Of the entries below, return exactly those lines that fall between the one containing "Target: roof soffit" and the one containing "Target: window pane", the two end lines included.

#####

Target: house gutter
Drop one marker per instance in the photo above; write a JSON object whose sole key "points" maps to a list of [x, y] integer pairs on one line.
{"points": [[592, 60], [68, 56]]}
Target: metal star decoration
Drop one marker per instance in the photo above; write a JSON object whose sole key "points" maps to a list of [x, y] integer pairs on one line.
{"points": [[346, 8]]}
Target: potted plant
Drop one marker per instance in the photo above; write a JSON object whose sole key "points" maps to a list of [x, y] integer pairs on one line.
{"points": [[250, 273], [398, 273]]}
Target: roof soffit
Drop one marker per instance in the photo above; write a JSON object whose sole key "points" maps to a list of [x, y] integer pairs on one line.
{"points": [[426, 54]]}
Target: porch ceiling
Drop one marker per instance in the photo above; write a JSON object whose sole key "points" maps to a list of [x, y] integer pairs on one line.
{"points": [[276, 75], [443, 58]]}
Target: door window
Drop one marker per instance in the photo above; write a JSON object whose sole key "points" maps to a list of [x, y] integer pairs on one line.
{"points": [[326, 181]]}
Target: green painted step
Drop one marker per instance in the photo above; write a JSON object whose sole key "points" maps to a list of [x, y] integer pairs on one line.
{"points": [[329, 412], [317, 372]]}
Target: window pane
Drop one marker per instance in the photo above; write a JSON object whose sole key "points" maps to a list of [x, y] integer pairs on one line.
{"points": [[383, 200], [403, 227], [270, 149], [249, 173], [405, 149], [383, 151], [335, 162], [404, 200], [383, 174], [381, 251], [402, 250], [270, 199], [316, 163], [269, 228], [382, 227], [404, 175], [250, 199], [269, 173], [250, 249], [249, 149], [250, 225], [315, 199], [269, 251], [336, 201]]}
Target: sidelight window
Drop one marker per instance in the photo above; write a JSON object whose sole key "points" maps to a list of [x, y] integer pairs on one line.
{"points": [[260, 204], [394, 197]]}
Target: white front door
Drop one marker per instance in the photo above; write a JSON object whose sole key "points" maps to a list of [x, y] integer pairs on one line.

#####

**Solution**:
Target: roof soffit
Drop one marker per instance in the photo above; write a JSON object whose sole key "points" maps to a list of [x, y] integer pairs on one line.
{"points": [[426, 54]]}
Target: porch ceiling
Drop one marker per instance in the photo above; write a JSON object whose sole key "points" maps to a list of [x, y] integer pairs on one line.
{"points": [[276, 75], [443, 58]]}
Target: door window
Drop one marker per instance in the photo above; write a JSON object whose sole key "points" maps to a list of [x, y] integer pairs on one line.
{"points": [[326, 181]]}
Target: green painted step
Drop one marker per instance in the photo above; write a JSON object whose sole key "points" maps to a list of [x, y] integer pairs on one line.
{"points": [[329, 412], [317, 372]]}
Target: window pane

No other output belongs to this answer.